▸ TEXT PASSAGE:
____

Skip to content

Registries & Distribution — Senior Level

Roadmap: Release Engineering → Registries & Distribution

The registry is critical infrastructure, a single point of failure, and a supply-chain entry point. Engineer it like one.


Table of Contents

  1. Introduction
  2. Prerequisites
  3. Glossary
  4. Core Concept 1 — The registry as a single point of failure
  5. Core Concept 2 — Mirrors, pull-through caches, and dependency proxies
  6. Core Concept 3 — The public/private split and vendoring
  7. Core Concept 4 — Distribution at scale: CDNs and regional registries
  8. Core Concept 5 — HA and DR for a private registry
  9. Core Concept 6 — The registry as a supply-chain entry point
  10. Core Concept 7 — Auth, scopes, and namespace ownership
  11. Core Concept 8 — Storage, GC, and cost at scale
  12. Real-World Examples
  13. Mental Models
  14. Common Mistakes
  15. Test Yourself
  16. Cheat Sheet
  17. Summary
  18. Further Reading
  19. Related Topics

Introduction

Focus: Every deploy, every CI run, and every developer's install flows through a registry. If it's down, you can't ship; if it's compromised, you ship malware. Senior work is making it fast, available, and trustworthy at scale.

By now you can publish, pin by digest, and pull back a bad release. The senior question is structural: what happens when the registry itself is the problem? A registry outage halts deploys and autoscaling; a poisoned registry distributes compromised artifacts to your entire fleet. This file treats registries as the production infrastructure they are — availability, distribution topology, and trust.

Prerequisites

  • Solid grasp of immutability, digests, and yank/deprecate semantics (middle.md).
  • You've operated services with availability targets (SLOs, failover).
  • Familiarity with CDNs and caching (cdn-design, caching-strategies skills).
  • You understand image signing/admission control concepts (Artifact Signing & Provenance).

Glossary

Term Meaning
SPOF Single point of failure — one component whose outage stops the whole flow.
Pull-through cache A registry that proxies an upstream and caches what it fetches.
Dependency proxy A caching proxy for language packages (npm/PyPI/Maven) inside your network.
Mirror A full or partial replica of a registry's content closer to consumers.
Vendoring Committing dependency source/artifacts into your own repo.
Admission control A gate (e.g. K8s policy) that rejects images failing a policy (unsigned, etc.).
RTO / RPO Recovery Time / Point Objective — how fast you recover and how much data you can lose.
Regional registry A registry instance/replica per geography to cut latency and egress.
Egress cost What a cloud charges to move bytes out of a region/provider.

Core Concept 1 — The registry as a single point of failure

Trace what depends on a registry being up:

  • Deploys — Kubernetes can't pull the image, pods won't start.

____

▸ PROVIDED RECORDS:
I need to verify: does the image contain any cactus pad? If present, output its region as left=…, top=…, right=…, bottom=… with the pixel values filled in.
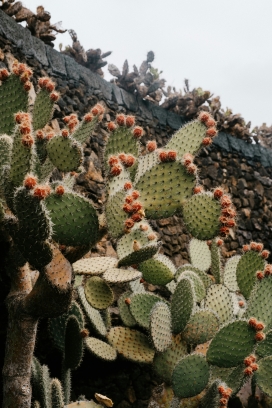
left=139, top=254, right=176, bottom=285
left=207, top=320, right=256, bottom=367
left=236, top=251, right=265, bottom=299
left=47, top=135, right=83, bottom=172
left=73, top=256, right=117, bottom=275
left=171, top=278, right=195, bottom=334
left=182, top=310, right=219, bottom=344
left=150, top=302, right=172, bottom=352
left=189, top=238, right=211, bottom=272
left=85, top=337, right=117, bottom=361
left=45, top=192, right=99, bottom=246
left=135, top=162, right=195, bottom=219
left=172, top=354, right=210, bottom=398
left=183, top=192, right=221, bottom=240
left=84, top=276, right=114, bottom=310
left=108, top=327, right=155, bottom=363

____

▸ TASKS TO COMPLETE:
1. Arrange every line of the cactus pad listing as a Markdown table with the columns Row and Line, numbering the rows and skipping blank lines. Leave the picture out.
2. Pick up the registries and distribution page after its last line and keep writing it.
The listing is unrelated to the registries and distribution page.

▸ RESULTS IN ORDER:
1.
| Row | Line |
|---|---|
| 1 | I need to verify: does the image contain any cactus pad? If present, output its region as left=…, top=…, right=…, bottom=… with the pixel values filled in. |
| 2 | left=139, top=254, right=176, bottom=285 |
| 3 | left=207, top=320, right=256, bottom=367 |
| 4 | left=236, top=251, right=265, bottom=299 |
| 5 | left=47, top=135, right=83, bottom=172 |
| 6 | left=73, top=256, right=117, bottom=275 |
| 7 | left=171, top=278, right=195, bottom=334 |
| 8 | left=182, top=310, right=219, bottom=344 |
| 9 | left=150, top=302, right=172, bottom=352 |
| 10 | left=189, top=238, right=211, bottom=272 |
| 11 | left=85, top=337, right=117, bottom=361 |
| 12 | left=45, top=192, right=99, bottom=246 |
| 13 | left=135, top=162, right=195, bottom=219 |
| 14 | left=172, top=354, right=210, bottom=398 |
| 15 | left=183, top=192, right=221, bottom=240 |
| 16 | left=84, top=276, right=114, bottom=310 |
| 17 | left=108, top=327, right=155, bottom=363 |

2.
  • Autoscaling & node replacement — a scale-up event or node crash needs a fresh pull. If the registry is down during an incident, you can't add capacity exactly when you need it most.
  • CI — every build pulls base images and dependencies.
  • Developer machinesnpm install, pip install, go get.

The dependency is worst at the worst time: a traffic spike triggers autoscaling, which triggers image pulls, which hammer the registry — and a registry outage during a spike means no new capacity. This is why the famous failure mode is correlated: the registry and your app fail together because the app's recovery depends on the registry.

Mitigations (developed below): local caching on nodes (so a steady-state node doesn't need the registry), pull-through caches/mirrors (so you don't depend on a third party's uptime), digest pinning (so a cache hit is guaranteed-correct), and imagePullPolicy: IfNotPresent with digests (so cached images are reused safely).

# A node with the image already cached survives a registry outage
imagePullPolicy: IfNotPresent     # safe ONLY with immutable refs (digests/immutable tags)
image: ghcr.io/acme/api@sha256:9b2c4e...a17

Senior framing: design so that steady state doesn't touch the registry, and recovery touches a cache you control, not a vendor's public endpoint.

Core Concept 2 — Mirrors, pull-through caches, and dependency proxies

You rarely want every machine pulling directly from docker.io or registry.npmjs.org. Reasons: rate limits (Docker Hub's anonymous pull limits have bitten countless CI fleets), latency, egress cost, and third-party uptime.

Pull-through cache (containers). Run a registry that proxies an upstream and caches blobs locally. The first pull fetches from upstream; subsequent pulls are local.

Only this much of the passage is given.